_Exercise requirements:_
Rewrite the listing below as a numbered list with no blank lines, and leave the pictures out.

Image point annotation entries:
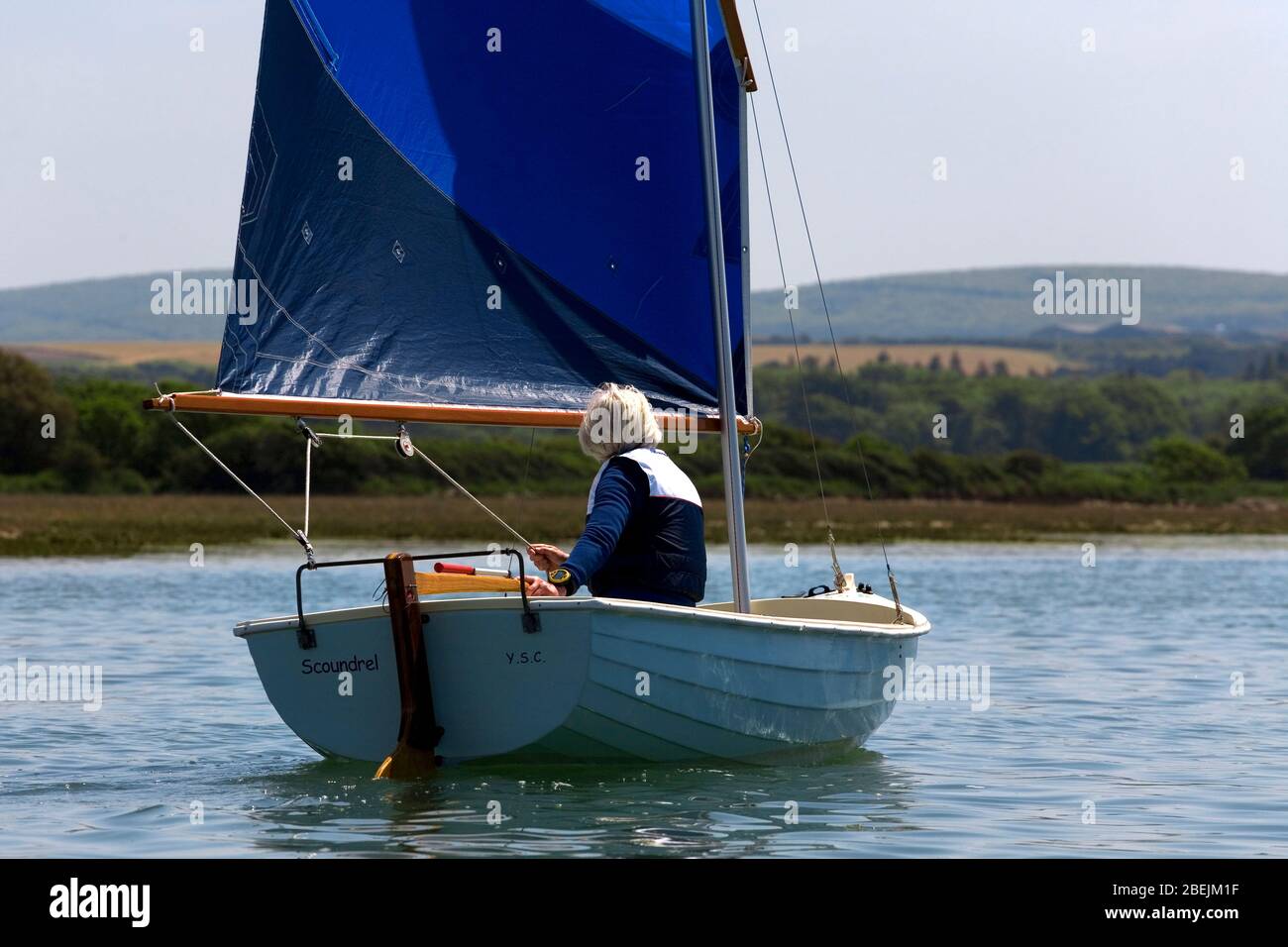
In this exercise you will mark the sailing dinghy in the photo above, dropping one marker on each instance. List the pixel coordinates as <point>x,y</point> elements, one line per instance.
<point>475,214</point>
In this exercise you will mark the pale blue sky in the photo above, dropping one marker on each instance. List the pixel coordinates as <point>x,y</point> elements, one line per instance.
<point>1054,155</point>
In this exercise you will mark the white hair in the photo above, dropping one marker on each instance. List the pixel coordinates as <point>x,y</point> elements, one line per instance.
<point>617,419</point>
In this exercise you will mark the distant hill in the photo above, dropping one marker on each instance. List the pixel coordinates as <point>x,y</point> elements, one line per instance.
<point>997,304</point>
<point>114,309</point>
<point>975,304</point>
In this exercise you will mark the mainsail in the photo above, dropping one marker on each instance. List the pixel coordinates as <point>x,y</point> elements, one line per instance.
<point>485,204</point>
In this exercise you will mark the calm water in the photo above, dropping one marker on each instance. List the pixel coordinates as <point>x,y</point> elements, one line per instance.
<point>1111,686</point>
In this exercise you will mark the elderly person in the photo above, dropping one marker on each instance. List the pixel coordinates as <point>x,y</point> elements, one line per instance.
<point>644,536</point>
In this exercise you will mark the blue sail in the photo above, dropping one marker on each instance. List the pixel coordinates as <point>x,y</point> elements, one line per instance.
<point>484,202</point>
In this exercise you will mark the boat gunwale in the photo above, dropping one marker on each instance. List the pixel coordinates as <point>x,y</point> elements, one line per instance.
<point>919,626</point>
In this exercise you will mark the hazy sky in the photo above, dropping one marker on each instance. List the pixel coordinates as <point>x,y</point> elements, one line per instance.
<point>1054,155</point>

_Solution:_
1. In this exercise you will mark the sailing dinghy in the photo above, dropping one marker on each instance. List the pixel coordinates as <point>x,y</point> elements, one line per instance.
2. <point>475,214</point>
3. In this exercise you will mark the pale blue sky in the photo above, dropping one marker on each instance. List the pixel coordinates as <point>x,y</point> elements, one line per instance.
4. <point>1054,155</point>
5. In this exercise you will mark the white hair in the photo above, dropping one marker on each instance. List the pixel coordinates as <point>x,y</point> elements, one line per instance.
6. <point>617,419</point>
7. In this exercise you will mark the distant hill in the photo above, dropping one marker on each instance. List the pixel coordinates as <point>x,y</point> elements, one line per instance.
8. <point>997,304</point>
9. <point>114,309</point>
10. <point>975,304</point>
11. In this exercise you will mark the mainsail in the photo above, dropping one marker on each instance. List the pixel coordinates as <point>x,y</point> elements, one line per instance.
12. <point>485,204</point>
13. In this exercise you will mark the calm water in the photo above, dropping one marker on each instance. List the pixel coordinates as <point>x,y</point> elements, one line per instance.
14. <point>1111,686</point>
15. In this exercise you will mark the elderly person in the photo above, dropping one marker on each instance. List the pixel coordinates as <point>x,y</point> elements, one line per instance.
16. <point>644,536</point>
17. In this exercise you will mark the blue sail in the photo above, dropping one marker on each instance. List the pixel coordinates as <point>x,y</point> elements, one line per instance.
18. <point>484,202</point>
19. In this exercise you will mark the boat gunwale in the photo above, dropping one marker on each instance. List the pixel coordinates as <point>x,y</point> elements, one line per instance.
20. <point>919,626</point>
21. In this exercise you will mark the hazy sky in the photo above, dropping one marker on each instance. List the pixel coordinates as <point>x,y</point> elements, one line per instance.
22. <point>1054,155</point>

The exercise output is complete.